> _EXERCISE REQUIREMENTS_: Every line of the data that contains the string "hill" must be copied.

[PROVIDED DATA — start]

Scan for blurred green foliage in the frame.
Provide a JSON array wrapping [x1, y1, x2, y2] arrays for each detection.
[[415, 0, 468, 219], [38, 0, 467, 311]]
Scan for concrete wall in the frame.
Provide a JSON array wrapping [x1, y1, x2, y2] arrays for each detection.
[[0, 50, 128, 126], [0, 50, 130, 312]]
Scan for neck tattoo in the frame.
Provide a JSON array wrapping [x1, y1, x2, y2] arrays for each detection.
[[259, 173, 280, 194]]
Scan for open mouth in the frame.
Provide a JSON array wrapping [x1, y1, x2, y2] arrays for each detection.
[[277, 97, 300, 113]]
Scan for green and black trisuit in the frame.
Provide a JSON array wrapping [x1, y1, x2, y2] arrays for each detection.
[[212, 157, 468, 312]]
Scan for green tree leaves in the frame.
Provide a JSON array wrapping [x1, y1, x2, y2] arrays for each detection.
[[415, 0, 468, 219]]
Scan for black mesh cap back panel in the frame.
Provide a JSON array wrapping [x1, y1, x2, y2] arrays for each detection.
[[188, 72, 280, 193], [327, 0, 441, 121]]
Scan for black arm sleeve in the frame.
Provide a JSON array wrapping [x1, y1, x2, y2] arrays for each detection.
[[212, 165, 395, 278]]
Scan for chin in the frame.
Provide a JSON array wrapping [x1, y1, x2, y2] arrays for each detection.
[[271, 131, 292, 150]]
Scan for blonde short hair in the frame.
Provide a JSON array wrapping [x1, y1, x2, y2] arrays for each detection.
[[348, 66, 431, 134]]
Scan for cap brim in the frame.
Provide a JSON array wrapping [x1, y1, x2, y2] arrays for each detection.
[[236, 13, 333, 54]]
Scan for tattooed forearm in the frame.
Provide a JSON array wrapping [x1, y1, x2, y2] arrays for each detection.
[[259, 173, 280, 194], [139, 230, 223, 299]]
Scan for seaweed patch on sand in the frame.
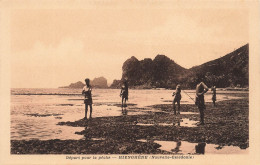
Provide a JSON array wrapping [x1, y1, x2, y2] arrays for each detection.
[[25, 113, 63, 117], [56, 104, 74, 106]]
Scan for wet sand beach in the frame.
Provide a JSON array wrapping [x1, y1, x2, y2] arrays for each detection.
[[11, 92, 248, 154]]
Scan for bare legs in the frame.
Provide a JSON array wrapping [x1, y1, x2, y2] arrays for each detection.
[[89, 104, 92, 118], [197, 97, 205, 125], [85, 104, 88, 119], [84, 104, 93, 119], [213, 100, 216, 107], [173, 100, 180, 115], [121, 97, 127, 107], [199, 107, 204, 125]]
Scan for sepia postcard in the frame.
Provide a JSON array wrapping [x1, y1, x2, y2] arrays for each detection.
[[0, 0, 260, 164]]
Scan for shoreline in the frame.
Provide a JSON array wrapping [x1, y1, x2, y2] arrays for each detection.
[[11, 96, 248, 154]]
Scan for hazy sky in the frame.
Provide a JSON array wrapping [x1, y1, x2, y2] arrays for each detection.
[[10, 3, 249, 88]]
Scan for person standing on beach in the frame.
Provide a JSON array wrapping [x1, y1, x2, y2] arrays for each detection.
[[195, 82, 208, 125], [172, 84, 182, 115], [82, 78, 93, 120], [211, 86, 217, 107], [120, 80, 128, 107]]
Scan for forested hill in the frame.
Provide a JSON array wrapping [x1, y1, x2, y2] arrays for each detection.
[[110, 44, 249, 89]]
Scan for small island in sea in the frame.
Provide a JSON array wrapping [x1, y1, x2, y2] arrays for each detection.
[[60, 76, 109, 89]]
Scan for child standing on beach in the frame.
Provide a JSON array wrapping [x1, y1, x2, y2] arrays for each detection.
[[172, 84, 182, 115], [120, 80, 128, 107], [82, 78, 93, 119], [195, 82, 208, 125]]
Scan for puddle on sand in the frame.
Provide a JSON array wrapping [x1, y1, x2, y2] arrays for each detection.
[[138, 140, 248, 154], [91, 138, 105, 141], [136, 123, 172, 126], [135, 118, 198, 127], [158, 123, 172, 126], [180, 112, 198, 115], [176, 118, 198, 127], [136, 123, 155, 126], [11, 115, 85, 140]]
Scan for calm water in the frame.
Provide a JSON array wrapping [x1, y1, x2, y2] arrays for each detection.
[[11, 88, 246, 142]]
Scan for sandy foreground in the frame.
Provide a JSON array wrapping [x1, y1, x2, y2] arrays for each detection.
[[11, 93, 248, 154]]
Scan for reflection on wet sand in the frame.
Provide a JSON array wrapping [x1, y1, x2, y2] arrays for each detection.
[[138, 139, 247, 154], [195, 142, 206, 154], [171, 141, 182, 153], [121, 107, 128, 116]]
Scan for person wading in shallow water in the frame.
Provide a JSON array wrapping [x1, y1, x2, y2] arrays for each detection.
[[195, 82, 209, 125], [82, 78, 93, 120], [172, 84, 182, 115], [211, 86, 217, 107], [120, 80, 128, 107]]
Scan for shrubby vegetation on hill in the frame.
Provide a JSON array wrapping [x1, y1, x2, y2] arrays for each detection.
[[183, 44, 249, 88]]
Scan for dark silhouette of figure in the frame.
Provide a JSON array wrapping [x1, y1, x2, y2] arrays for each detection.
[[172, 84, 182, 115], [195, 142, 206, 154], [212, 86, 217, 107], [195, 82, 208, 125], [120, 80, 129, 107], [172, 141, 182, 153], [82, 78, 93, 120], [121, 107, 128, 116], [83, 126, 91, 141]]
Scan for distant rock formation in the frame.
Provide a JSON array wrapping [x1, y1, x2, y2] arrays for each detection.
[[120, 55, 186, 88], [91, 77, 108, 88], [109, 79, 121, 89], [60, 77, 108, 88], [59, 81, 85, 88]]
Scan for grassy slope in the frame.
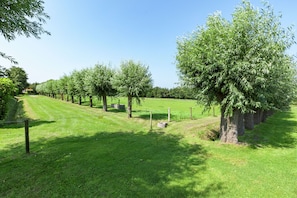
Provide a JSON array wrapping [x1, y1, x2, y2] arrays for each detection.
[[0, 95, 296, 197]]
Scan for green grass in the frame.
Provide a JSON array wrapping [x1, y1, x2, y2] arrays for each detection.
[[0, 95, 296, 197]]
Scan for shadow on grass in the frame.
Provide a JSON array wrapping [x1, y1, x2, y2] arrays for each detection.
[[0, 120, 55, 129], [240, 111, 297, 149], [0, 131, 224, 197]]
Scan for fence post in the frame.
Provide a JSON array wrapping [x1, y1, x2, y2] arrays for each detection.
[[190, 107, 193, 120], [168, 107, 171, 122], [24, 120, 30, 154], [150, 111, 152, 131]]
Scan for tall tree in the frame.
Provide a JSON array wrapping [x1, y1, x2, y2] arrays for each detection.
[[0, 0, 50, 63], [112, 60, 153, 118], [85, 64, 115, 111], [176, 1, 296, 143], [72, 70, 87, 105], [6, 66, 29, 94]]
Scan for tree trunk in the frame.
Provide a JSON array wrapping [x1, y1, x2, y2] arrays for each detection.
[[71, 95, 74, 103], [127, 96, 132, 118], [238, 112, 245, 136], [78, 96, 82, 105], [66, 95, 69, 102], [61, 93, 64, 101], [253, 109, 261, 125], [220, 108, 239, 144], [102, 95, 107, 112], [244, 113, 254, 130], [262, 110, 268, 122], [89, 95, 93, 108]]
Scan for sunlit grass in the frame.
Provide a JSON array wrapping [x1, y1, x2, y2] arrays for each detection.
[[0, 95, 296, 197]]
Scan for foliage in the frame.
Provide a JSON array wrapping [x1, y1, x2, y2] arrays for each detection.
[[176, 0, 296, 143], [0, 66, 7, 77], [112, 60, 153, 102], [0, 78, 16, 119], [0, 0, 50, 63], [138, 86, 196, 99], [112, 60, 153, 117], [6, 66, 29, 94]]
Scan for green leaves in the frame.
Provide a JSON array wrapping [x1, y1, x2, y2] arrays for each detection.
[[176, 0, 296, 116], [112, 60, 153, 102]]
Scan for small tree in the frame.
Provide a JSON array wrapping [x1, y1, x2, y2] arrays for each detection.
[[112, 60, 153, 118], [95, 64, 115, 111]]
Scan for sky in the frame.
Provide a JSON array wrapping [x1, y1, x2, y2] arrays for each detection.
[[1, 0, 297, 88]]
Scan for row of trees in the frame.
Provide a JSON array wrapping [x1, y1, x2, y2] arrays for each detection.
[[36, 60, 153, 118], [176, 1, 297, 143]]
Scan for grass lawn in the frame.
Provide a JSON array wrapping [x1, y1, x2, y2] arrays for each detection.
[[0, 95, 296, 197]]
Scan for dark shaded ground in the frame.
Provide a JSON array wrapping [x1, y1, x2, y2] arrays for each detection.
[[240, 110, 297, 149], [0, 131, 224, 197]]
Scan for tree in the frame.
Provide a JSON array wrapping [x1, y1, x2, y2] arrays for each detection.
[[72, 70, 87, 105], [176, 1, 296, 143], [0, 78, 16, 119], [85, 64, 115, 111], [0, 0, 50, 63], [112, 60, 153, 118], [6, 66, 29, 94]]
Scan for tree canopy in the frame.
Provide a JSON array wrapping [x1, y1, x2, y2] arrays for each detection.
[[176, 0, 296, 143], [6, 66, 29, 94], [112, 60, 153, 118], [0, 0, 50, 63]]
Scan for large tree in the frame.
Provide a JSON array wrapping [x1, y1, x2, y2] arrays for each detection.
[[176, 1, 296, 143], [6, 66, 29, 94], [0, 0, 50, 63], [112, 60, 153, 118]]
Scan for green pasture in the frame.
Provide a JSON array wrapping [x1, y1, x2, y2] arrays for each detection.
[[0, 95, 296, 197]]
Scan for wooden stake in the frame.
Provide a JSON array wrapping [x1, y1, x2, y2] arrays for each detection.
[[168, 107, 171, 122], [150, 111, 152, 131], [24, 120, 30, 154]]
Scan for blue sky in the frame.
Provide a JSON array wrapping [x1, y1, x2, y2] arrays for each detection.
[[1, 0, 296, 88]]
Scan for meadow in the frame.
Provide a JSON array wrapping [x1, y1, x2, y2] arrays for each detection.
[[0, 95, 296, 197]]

[PROVIDED DATA — finish]

> _ANSWER BOX_:
Scan for forested hill in the frame.
Scan for shrubby vegetation on hill in the frame.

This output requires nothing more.